> [What this task involves]: Write out, unchanged, the part of the ballpark review that opens with the words containing "The Machine Room" and closes with "game in style.".

> [Article]:
####

The Bootleggers Bar is a speakeasy-inspired hut on the 1st base concourse that looks like it’s been plucked from the 1920s, offering 13 local and domestic beers. It is another nod to the club from the early 20th century with tile flooring and an Old-English C.

The Machine Room Grill, section 139, is an enclosed gastropub offering a wait service, video games, and TV viewing. The menu prices are fair, and one can even enjoy bacon on a stick while waiting out the elements outside. There is also an outdoor patio to view the game in style.

An All-You-Can-Eat section is an affordable option with 5 hot dogs and unlimited popcorn, peanuts, and soda. The price is a $25 upgrade and perhaps much less than what you may purchase at other stands in the stadium. The stands are located on the first-base concourse behind section 428 and the right field concourse behind Section 144.

If you are in favor of sausages, the stadium has you covered with brats (they are white in Cincinnati), metwurst (mets for short), smoked sausages, and the old reliable hot dog. Fans can also visit a local UDF (United Dairy Farmer) stand, for grab-and-go drinks and snacks.

Atmosphere 4

Great American Ballpark has all the essentials for an ideal night or day at the game. Many elements throughout the interior and exterior make the home of the Reds stand out among its contemporaries.

Fans will encounter Crosley Terrace, named after the Red’s home from 1912-1970, near the entrance to the stadium. The area features bronze statues of past legends Joe Morgan, Johnny Bench, Tony Perez, Frank Robinson, and Ted Kluszewski. Also, in this area is the Reds Hall of Fame and Museum-perhaps one of the better museums in professional sports.

There are many nods to the team’s illustrious past, including two 16 by 10 feet high mosaics of The Great Eight (Big Red Machine) and First Nine (the 1869 team). There are also giant newspaper columns of World Series championships, retired numbers, and World Series pennants.

One may notice “The Gap” between home and third base. The 35-foot wide break in the stands provides views of the skyline from inside the ballpark. Two smokestacks in centerfield, reminiscent of steamboats that traveled the Ohio River during the nineteenth century, that launch fireworks after a Reds home run or victory.

The 217-inch scoreboard is the sixth biggest in the major leagues and stands behind leftfield; directly in the back of the scoreboard is a mural of the Cincinnati Red Stockings that overlooks nearby Heritage Bank Center, home to the AHL Cincinnati Cyclones.

The Sun Deck/Moon Deck seats in the right field were inspired by the bleacher seats at old Crosley Field and were a welcoming feature when first opened. Behind the area, fans can view great glimpses of the Ohio River and the Kentucky hills. You will also find the All-You-Can-Eat section and Standing Room Only seats that offer great views of the ballfield and city skyline through “The Gap.”

Neighborhood 5

Where Riverfront Stadium once stood, is The Banks, an entertainment district that offers a place to live, work, play, and shop. The neighborhood offers plenty of restaurants, bars, and social spots. There are many to choose from, but favorites include the Christian Moerlein Lager House, Yard House, BurgerFi, and the Jefferson Social

The ballpark is a short walk across the river to Newport on the Levee, and enjoy time at one of the following locations: Hofbrauhaus Newport, Strong’s Brick Oven Pizza, and Newport Aquarium.

####

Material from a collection
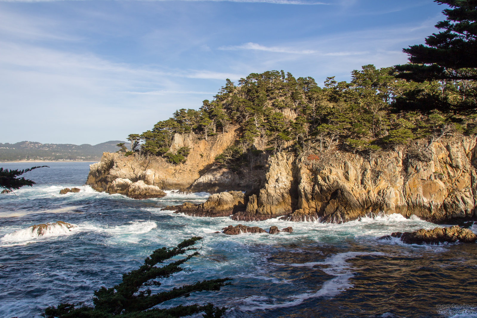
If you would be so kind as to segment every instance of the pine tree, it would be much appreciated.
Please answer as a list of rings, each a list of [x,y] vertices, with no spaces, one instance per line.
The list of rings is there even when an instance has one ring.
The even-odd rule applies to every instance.
[[[20,189],[25,185],[31,186],[35,184],[34,181],[25,179],[24,177],[21,178],[18,177],[25,172],[43,167],[50,167],[47,165],[42,165],[41,166],[31,167],[29,169],[24,169],[21,170],[18,169],[9,170],[0,168],[0,188],[3,188],[8,190],[8,192],[10,192],[13,190]]]
[[[186,270],[180,266],[199,254],[193,246],[202,239],[194,236],[184,240],[176,246],[156,250],[145,259],[144,264],[139,268],[123,274],[121,283],[109,288],[103,287],[95,291],[92,307],[81,303],[61,304],[56,307],[46,308],[42,316],[45,318],[113,318],[117,316],[124,318],[173,318],[203,312],[205,318],[218,318],[226,308],[216,307],[210,303],[167,308],[155,306],[171,299],[187,297],[196,292],[218,290],[223,286],[230,285],[228,281],[230,278],[198,281],[157,293],[153,293],[148,287],[158,287],[161,283],[156,280],[158,278],[167,278]],[[183,255],[187,256],[176,261],[171,260]]]
[[[397,76],[418,82],[443,81],[448,93],[443,96],[418,90],[401,99],[401,109],[421,107],[421,111],[438,109],[455,113],[475,113],[477,108],[477,1],[435,0],[450,9],[447,17],[436,27],[443,31],[425,39],[425,45],[404,49],[410,64],[396,65]],[[423,102],[419,101],[420,100]],[[434,103],[429,104],[428,102]],[[406,102],[410,101],[407,103]]]

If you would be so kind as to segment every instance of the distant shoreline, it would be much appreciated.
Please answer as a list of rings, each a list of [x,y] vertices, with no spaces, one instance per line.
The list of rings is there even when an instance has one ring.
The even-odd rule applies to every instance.
[[[0,161],[0,164],[18,164],[20,163],[35,162],[98,162],[97,161],[86,160],[17,160],[16,161]]]

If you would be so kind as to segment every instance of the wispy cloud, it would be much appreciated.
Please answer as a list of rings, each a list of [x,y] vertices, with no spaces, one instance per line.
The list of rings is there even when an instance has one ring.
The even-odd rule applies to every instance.
[[[150,92],[124,92],[129,94],[139,95],[168,95],[170,94],[197,94],[199,95],[215,95],[216,93],[210,92],[193,92],[191,91],[151,91]]]
[[[290,47],[265,46],[252,42],[249,42],[241,45],[222,46],[219,50],[237,51],[239,50],[251,50],[276,53],[285,53],[294,54],[316,54],[322,56],[348,56],[350,55],[362,55],[368,54],[368,51],[342,51],[338,52],[322,52],[316,50],[306,50],[300,48],[291,48]]]
[[[277,53],[289,53],[290,54],[313,54],[317,51],[312,50],[296,50],[291,48],[280,46],[265,46],[252,42],[249,42],[241,45],[221,46],[219,50],[236,51],[238,50],[255,50]]]
[[[320,55],[323,56],[349,56],[350,55],[363,55],[369,54],[368,51],[330,52],[329,53],[321,53]]]
[[[77,1],[78,0],[0,0],[3,2],[44,2],[60,1]],[[87,1],[89,0],[82,0]],[[121,0],[116,0],[121,1]],[[149,2],[166,1],[184,1],[189,2],[229,2],[243,3],[271,3],[272,4],[288,4],[298,5],[331,5],[331,3],[306,0],[137,0]]]

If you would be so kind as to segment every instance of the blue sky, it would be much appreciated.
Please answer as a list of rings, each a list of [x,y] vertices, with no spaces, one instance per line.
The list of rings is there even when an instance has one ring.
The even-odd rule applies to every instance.
[[[226,78],[349,80],[407,62],[432,0],[0,0],[0,143],[95,144],[198,108]]]

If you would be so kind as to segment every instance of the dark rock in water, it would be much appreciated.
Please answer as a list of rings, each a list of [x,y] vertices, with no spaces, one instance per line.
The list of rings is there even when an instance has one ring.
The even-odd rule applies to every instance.
[[[288,232],[289,233],[291,233],[293,230],[293,227],[291,226],[289,226],[288,227],[285,227],[281,230],[282,232]]]
[[[407,244],[439,244],[444,242],[454,243],[474,243],[477,235],[467,228],[461,228],[455,225],[451,227],[436,227],[432,230],[421,228],[413,232],[402,233],[396,232],[391,234],[393,237],[401,238]]]
[[[76,227],[76,226],[74,224],[70,224],[62,221],[58,221],[53,223],[43,223],[42,224],[32,225],[30,227],[31,228],[32,233],[36,232],[39,236],[41,236],[45,234],[45,233],[49,228],[52,228],[55,226],[64,227],[70,231],[71,231],[72,228]]]
[[[233,226],[231,225],[222,229],[222,233],[228,235],[237,235],[242,233],[266,233],[267,231],[258,226],[247,226],[241,224]]]
[[[229,216],[238,211],[245,209],[246,200],[240,191],[228,191],[213,194],[201,204],[185,202],[180,205],[166,206],[162,209],[175,210],[176,213],[192,216]]]

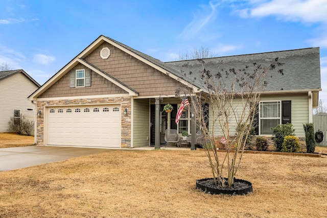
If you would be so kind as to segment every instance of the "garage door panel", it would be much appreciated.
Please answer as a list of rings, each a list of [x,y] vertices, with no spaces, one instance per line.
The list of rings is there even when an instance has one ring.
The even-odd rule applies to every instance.
[[[119,105],[53,107],[46,114],[48,144],[121,147]]]

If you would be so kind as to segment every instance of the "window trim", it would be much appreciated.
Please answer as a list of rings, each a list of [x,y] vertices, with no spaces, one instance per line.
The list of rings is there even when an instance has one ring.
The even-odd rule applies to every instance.
[[[269,100],[269,101],[261,101],[259,102],[259,135],[271,135],[272,134],[262,134],[261,133],[261,120],[262,119],[278,119],[279,120],[279,124],[282,124],[282,100]],[[261,117],[261,103],[265,102],[278,102],[279,104],[279,118],[276,117],[273,118],[272,117]]]
[[[15,111],[19,111],[19,116],[15,116]],[[14,125],[14,126],[17,126],[17,125],[19,125],[20,124],[20,119],[21,118],[21,111],[20,109],[13,109],[13,117],[14,117],[14,123],[13,124]],[[16,123],[15,122],[15,120],[19,120],[19,124],[15,124],[15,123]]]
[[[78,73],[80,73],[81,71],[83,72],[84,77],[77,77]],[[78,81],[83,80],[83,86],[78,86]],[[75,71],[75,88],[83,88],[85,87],[85,69],[77,69]]]

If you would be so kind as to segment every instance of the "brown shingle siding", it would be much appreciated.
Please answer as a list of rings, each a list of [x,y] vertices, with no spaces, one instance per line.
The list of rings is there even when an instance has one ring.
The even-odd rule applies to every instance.
[[[80,64],[75,66],[73,70],[85,68],[85,66]],[[55,84],[40,95],[39,98],[56,98],[127,93],[120,87],[94,71],[91,72],[90,87],[70,88],[69,74],[69,72],[66,73]]]
[[[104,47],[110,56],[102,59],[100,52]],[[85,60],[138,92],[139,96],[175,93],[180,84],[167,75],[106,42],[90,53]]]

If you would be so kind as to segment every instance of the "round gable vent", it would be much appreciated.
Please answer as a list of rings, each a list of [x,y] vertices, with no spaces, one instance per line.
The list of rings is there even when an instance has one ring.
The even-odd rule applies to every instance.
[[[110,55],[110,50],[107,47],[102,48],[100,52],[100,57],[103,59],[106,59]]]

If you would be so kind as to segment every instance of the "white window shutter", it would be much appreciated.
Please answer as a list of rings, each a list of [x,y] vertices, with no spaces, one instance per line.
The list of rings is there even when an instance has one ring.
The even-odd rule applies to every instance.
[[[85,70],[85,87],[91,86],[91,70]]]
[[[71,70],[71,83],[69,87],[71,88],[75,88],[75,70]]]

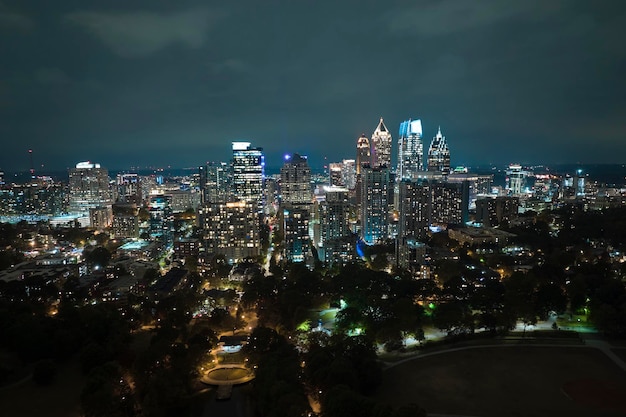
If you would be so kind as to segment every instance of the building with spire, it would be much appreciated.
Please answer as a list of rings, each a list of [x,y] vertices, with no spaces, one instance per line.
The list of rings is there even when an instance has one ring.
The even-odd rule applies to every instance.
[[[371,165],[370,140],[362,134],[356,140],[356,175],[361,174],[364,166]]]
[[[423,171],[424,145],[422,143],[422,121],[406,120],[400,124],[398,134],[397,179],[411,180]]]
[[[380,118],[378,126],[372,134],[371,145],[371,165],[373,167],[386,166],[391,167],[391,133],[385,126],[383,118]]]
[[[428,148],[428,171],[450,173],[450,149],[446,137],[441,134],[441,127]]]

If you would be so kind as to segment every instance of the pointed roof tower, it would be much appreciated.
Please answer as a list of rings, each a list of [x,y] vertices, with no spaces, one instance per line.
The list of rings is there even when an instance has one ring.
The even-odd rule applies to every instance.
[[[381,117],[370,141],[373,166],[391,166],[391,141],[391,133]]]

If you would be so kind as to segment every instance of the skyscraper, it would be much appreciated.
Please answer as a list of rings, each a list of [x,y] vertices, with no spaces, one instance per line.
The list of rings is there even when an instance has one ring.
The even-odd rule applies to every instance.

####

> [Reply to the task]:
The Machine Room Grill, section 139, is an enclosed gastropub offering a wait service, video games, and TV viewing. The menu prices are fair, and one can even enjoy bacon on a stick while waiting out the elements outside. There is also an outdoor patio to view the game in style.